## Work to be completed
Rewrite everything from the start of the data below down to the line containing "(139, 172), (182, 218)", replacing "bounding box" with "enclosing rectangle" and changing nothing else. Leave the pictures out of your answer.

## Materials provided

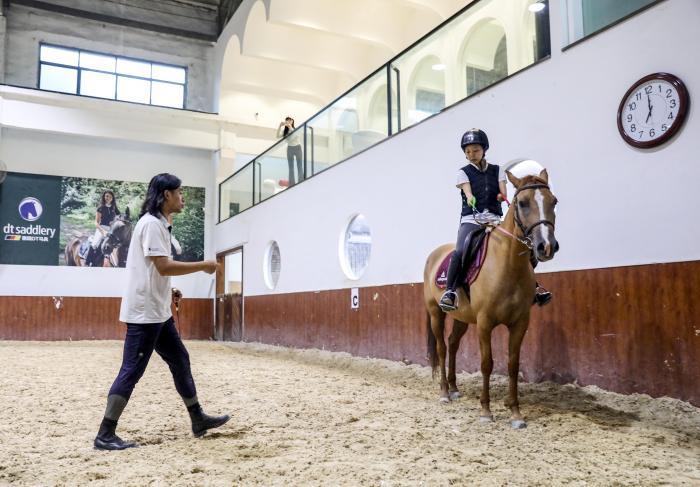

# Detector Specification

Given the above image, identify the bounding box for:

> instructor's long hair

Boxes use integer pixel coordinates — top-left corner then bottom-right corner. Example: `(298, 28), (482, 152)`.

(139, 172), (182, 218)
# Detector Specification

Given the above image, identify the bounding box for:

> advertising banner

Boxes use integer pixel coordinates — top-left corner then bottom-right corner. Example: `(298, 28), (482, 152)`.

## Answer for this exercise
# Detector Specification

Given the above image, identify the enclosing rectangle for:

> instructor's long hair

Boxes use integer pixel coordinates — top-left corner then bottom-right corner. Example: `(298, 28), (482, 152)`.

(139, 172), (182, 218)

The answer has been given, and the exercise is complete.